**** TEKSTFRAGMENT ****
6. Prestaties worden consistent gemeten en gerapporteerd door de organisatie
Continue monitoring, rapportage en een heldere analyse van werkkapitaal indicatoren zorgen voor de benodigde transparantie. Standaard rapportages zijn gebaseerd op een vaste set van financiële en operationele prestatie indicatoren. Veelal sluiten rapportages niet aan bij de behoefte van de financiële managers en zijn onvoldoende actiegericht om bij te kunnen sturen door het topmanagement. Afstemming van standaard rapportages per doelgroep en juiste tooling biedt hiervoor de basis.
**** UITGELICHTE GEGEVENS ****
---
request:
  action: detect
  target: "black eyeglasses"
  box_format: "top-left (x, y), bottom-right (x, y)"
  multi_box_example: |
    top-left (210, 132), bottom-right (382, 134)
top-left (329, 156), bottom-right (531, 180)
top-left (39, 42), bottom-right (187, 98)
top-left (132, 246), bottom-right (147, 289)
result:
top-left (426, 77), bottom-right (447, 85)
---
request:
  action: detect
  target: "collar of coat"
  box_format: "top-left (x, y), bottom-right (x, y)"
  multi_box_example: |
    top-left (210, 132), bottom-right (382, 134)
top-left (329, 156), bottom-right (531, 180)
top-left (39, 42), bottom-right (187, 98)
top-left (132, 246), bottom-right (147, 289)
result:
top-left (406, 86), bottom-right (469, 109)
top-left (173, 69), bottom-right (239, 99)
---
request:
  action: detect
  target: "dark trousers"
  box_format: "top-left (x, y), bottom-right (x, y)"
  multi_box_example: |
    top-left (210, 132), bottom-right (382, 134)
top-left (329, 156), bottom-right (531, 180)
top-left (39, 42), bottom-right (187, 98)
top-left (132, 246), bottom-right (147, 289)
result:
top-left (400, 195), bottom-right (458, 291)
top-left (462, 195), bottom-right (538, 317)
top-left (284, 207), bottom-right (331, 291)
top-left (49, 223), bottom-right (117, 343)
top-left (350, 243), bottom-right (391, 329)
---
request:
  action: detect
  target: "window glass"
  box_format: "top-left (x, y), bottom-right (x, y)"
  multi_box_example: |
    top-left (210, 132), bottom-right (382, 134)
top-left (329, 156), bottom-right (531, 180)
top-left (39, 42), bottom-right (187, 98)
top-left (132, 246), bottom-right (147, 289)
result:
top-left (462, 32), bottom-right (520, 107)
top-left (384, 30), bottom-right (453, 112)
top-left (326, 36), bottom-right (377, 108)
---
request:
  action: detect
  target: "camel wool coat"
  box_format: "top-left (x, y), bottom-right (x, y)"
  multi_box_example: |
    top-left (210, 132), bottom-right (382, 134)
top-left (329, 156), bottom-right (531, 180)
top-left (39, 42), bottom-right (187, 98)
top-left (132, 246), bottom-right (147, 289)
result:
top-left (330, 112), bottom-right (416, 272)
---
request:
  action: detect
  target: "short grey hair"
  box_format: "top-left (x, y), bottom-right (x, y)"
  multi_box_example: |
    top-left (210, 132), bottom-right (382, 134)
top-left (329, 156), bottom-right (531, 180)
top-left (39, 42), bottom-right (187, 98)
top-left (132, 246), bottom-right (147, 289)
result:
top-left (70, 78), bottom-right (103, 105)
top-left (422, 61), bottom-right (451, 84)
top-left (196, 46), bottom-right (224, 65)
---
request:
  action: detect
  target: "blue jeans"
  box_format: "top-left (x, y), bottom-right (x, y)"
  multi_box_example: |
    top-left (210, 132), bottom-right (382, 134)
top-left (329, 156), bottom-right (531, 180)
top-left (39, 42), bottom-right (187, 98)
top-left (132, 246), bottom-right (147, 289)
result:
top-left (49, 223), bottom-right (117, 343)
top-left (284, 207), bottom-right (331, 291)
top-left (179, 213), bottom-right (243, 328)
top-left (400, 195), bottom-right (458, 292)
****
> _GESTELDE OPDRACHT_
Kun je de tekst over prestatiemeting herschrijven, beginnend bij "6. Prestaties worden" en doorlopend tot en met "hiervoor de basis.", met "openheid" in plaats van "transparantie"?

> _ALS ANTWOORD_
6. Prestaties worden consistent gemeten en gerapporteerd door de organisatie
Continue monitoring, rapportage en een heldere analyse van werkkapitaal indicatoren zorgen voor de benodigde openheid. Standaard rapportages zijn gebaseerd op een vaste set van financiële en operationele prestatie indicatoren. Veelal sluiten rapportages niet aan bij de behoefte van de financiële managers en zijn onvoldoende actiegericht om bij te kunnen sturen door het topmanagement. Afstemming van standaard rapportages per doelgroep en juiste tooling biedt hiervoor de basis.